I imagine her words to us from the same thread:

Do your best to come to me quickly, for Demas, because he loved this world, has deserted me and has gone to Thessalonica. Crescens has gone to Galatia, and Titus to Dalmatia. Only Luke is with me. Get Mark and bring him with you, because he is helpful to me in my ministry.

The service ended with everyone singing jubilantly to the old gospel song; When the saint go marching in.

She made us laugh, she taught us the bible, she taught us how to share our faith, and she taught us how to pray.

Sleep well Rev Grace Glorious… See you soon!


~ Sabali


Memoir: My Angel…

Malaika, Miriam Makeba

Often played by special request from Mum while Dad is DJing at home on Friday nights after a busy working week. Also comes on in the background towards the end of a house party; when most guests are lounging with a bowl of pepper soup, Mums getting the children ready, checking dates for next event or party. Some couples dancing slowly, hand-in-hand, heads on shoulders, hands on shoulders, hands on hips to the rhythmic effect of this deeply moving song. It was finally the end of another party. Time to start saying good bye to friends and relatives. Time to retreat to the mundane… Not a happy time for us as children!

I’ve often felt that she was expressing something deeply profound. May be a protest against the apartheid regime in South Africa, or perhaps about her forced exile. I was surprised when I discovered that it is actually a Swahili folk song. The song of a man expressing his undying love for his Angel despite his misfortunes in life. This song among others challenges the old paradigm that love and romance is a western construct, and that marriage in Africa was solely part of cultural duty and procreation.

Love is a universal language. It sees beyond colour, race, culture, class, status and social norms. It outlives hardship, wars, natural disasters, sickness, pain, situations and circumstances. It blossoms in places we least expect it, and it reaches depths we can never comprehend.

Today we see the fruits of the travails of people like Miriam Makeba, Nelson Mandela, Steven Biko and others who fought selflessly against the evils of the apartheid regime. We have also witnessed the success of the Truth and Reconciliation Commission.

A wise king once said;

Many waters cannot quench love; rivers cannot sweep it away. If one were to give all the wealth of one’s house for love, it would be utterly scorned

So friends let us walk in love. For love never fails.


~ Sabali


Memoir: Hip Hop Therapy…

Ever So Clear, Bushwick Bill

This tune brings back memories of Yo MTV rap, those teenage years of care-free living…

Fortunate to have been brought-up in a middle-class home, there were still times when it was just impossible to see the future clearly. This was partly down to decades of being governed by corrupt, oppressive and vision-less politicians.

The middle-class was shrinking economically and physically as the mass exodus continued to the west — brain drain at astronomical levels. Majority of those left were demotivated and exhausted, owing to the constant struggle to survive. It was almost like the ruling elites were against the citizens.

Universities were ridden with gang culture, kidnapping, prostitution, gang violence, corrupt lecturers, corrupt undercover police officers. The socio-political climate created the right environment for growth of an urban Hip Hop culture.

As a result, middle class African kids could empathise with the struggles and challenges of the underclass in America. Movies like New Jack City, Mo Better Blues, Poetic Justice, Deep Cover, Jungle fever…, became part of the social fabric.

Every now and again, there were house parties, beach parties, pool parties, club scene, Fela Kuti, festivals, table tennis, pool, weights, local drinking spots… Or just lounging, discussing politics, football and having a go at each other.

But when times were tough, I reached out for this track among others. It opens up with the line,

“See, most of my life I never had s**t. I felt like an outcast, treated like a misfit…”.

I simply shut my eyes, listening and giving thanks with the knowledge that my situation could be worse. As put by English reformer and Martyr, John Bradford,

“There, but for the grace of God, goes John Bradford.”

Natural-language object grounding records

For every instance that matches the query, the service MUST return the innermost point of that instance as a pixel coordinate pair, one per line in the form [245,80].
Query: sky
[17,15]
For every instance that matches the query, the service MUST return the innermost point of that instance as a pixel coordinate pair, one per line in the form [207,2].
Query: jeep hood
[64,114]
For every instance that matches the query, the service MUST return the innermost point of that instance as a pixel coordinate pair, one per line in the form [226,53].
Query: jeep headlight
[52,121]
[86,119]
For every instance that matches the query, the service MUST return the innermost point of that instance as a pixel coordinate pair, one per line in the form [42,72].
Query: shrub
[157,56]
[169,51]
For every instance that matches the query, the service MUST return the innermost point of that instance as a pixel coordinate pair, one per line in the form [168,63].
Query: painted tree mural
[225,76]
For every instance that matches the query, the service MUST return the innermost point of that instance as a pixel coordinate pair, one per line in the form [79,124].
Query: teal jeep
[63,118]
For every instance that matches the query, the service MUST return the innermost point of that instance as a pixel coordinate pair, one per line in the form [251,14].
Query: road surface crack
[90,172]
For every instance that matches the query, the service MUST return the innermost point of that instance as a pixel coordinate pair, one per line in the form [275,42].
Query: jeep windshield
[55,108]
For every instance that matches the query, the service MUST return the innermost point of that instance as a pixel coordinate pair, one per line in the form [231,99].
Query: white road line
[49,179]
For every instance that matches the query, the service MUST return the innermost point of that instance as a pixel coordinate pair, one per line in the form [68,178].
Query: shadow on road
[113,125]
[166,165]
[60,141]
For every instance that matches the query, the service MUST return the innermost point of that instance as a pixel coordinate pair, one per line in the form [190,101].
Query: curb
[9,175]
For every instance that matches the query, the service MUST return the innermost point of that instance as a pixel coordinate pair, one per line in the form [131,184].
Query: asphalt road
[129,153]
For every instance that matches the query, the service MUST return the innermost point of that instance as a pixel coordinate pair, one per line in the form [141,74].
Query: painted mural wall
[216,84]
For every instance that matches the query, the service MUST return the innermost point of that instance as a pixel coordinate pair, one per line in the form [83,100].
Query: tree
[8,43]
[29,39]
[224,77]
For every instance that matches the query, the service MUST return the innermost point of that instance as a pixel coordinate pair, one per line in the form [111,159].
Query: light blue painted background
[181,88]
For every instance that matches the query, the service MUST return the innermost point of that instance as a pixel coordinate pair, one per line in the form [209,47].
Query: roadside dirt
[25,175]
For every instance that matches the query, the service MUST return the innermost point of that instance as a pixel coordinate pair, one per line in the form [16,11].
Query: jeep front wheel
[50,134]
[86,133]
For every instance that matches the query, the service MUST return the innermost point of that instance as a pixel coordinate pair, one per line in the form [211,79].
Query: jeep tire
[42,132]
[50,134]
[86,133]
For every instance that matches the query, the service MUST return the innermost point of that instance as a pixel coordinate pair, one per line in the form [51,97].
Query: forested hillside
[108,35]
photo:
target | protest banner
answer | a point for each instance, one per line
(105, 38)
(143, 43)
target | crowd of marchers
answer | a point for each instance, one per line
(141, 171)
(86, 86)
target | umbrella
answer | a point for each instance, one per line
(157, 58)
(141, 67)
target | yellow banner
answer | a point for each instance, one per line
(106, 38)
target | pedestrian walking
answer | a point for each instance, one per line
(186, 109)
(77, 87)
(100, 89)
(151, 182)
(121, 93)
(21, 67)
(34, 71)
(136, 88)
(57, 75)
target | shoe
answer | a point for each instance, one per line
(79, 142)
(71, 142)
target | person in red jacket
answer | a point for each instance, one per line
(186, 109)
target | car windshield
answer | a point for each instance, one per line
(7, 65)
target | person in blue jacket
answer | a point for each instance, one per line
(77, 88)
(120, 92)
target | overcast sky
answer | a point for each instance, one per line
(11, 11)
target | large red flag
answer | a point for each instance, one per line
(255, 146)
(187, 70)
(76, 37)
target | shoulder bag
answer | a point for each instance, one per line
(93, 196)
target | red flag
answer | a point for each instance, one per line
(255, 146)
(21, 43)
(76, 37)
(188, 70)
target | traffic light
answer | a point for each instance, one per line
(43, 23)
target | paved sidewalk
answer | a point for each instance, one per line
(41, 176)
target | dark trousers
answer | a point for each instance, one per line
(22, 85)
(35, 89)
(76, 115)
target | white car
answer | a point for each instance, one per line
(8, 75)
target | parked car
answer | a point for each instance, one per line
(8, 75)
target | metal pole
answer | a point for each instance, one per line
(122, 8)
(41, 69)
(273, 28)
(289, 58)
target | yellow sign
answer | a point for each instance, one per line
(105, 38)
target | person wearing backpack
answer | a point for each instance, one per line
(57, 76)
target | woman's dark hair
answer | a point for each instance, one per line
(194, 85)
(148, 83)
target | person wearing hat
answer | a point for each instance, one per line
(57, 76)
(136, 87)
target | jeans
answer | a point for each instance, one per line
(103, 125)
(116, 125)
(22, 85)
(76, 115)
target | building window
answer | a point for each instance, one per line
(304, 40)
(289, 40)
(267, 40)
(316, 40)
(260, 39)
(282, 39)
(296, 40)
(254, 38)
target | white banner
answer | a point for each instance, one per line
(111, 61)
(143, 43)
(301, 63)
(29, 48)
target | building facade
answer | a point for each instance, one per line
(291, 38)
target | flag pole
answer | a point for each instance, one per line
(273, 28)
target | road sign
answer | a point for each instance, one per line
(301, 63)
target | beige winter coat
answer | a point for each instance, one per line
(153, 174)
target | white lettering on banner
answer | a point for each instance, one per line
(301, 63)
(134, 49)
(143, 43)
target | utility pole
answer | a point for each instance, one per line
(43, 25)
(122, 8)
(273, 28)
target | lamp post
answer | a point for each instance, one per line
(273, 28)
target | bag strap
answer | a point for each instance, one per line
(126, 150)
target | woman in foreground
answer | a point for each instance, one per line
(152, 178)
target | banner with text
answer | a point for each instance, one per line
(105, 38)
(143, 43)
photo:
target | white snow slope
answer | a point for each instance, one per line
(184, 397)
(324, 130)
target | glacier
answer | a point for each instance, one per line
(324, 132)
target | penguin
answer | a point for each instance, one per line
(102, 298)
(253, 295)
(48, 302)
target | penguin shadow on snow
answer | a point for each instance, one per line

Your assignment >>
According to the memoir text, what kind of song did the writer discover "Malaika" actually to be?

Solution to this task >>
A Swahili folk song.